→ **Source extract**:
»»
[llvm] [AMDGPU] Improve isBasicBlockPrologue to only add necessary instructions (PR #113303)

Sun Nov 3 23:33:01 PST 2024

ruiling wrote:

>  An instruction belongs to the prologue if it is part of the def-use chain that ends up on the exec mask writing instruction.

Is this correct? like in the case below, the second sgpr-reload-from-vgpr is not in the prologue?
v_readlane s0, v0, 1
v_readlane s1, v0, 2
s_or_b32 exec, exec, s0

>     1. We consider that the lexical order of the instruction in the prologue is implied by the def-use relations. That allows us to avoid checking def-use relations in the prologue sequence.

I don't think the def-use relationship is important when checking whether an instruction belong to the prologue. The prologue concept is mainly used to find right insertion point for vector instructions (anything else?). For scalar instructions that produce the input to the exec mask setup, yes, we have to put them inside the prologue for correctness. For other scalar instructions, we can either put them in the prologue or after. Right?

>     2. The prologue sequence includes all instructions from the basic block beginning to the first instruction modifying EXEC.
««
→ **Collected data**:
»»
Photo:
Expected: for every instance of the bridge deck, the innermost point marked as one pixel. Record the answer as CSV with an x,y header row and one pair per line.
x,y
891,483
««
→ **Parts of the exercise**:
#1 Using the isBasicBlockPrologue discussion, answer the following:
(a) On what date was the comment posted?
(b) In the quoted definition, an instruction belongs to the prologue if it is part of what?
(c) What does ruiling say the prologue concept is mainly used for?
#2 Carry on with the isBasicBlockPrologue discussion from the point at which it ends.

→ **The replies**:
#1
(a) Sunday, November 3, 2024 (23:33:01 PST).
(b) The def-use chain that ends up on the exec mask writing instruction.
(c) Finding the right insertion point for vector instructions.

#2
Yes

>     1. MachineBasicBlock:   SkipPHIsAndLabels and SkipPHIsLabelsAndDebug use isBasicBlockPrologue iterating over the instruction list. To change those call sites we'd need to rely on the order of instructions: PHIs first, then Prologue Sequence, Debug, Labels, PseudoOps, and whatever else. Nevertheless, this order is not guaranteed and might differ like PHIs, Lables, PseudoOps, Debug, Prologue, or any permutation of the latter. This complicates things even more.

Thank you for taking further look into this. This is indeed an issue we need to solve properly. I am not sure whether we have certain order for these instructions, seems that we cannot assume too much (but we can still assume PHIs always come first)? So, to get correct implementation of `skipBlockPrologue`, it feels reasonable to pass additional boolean arguments like `skipLabel`, `skipDebug` to the `skipBlockPrologue` to tell it skipping these instructions as well.

But its unclear to me what's the expected behavior like in corner cases. Like in skipPHIAndLables(), we would want to find the insertion point before debug instructions but after prologue instruction. so what if the IR have prologue instructions after debug instructions? What would the IR for such case look like?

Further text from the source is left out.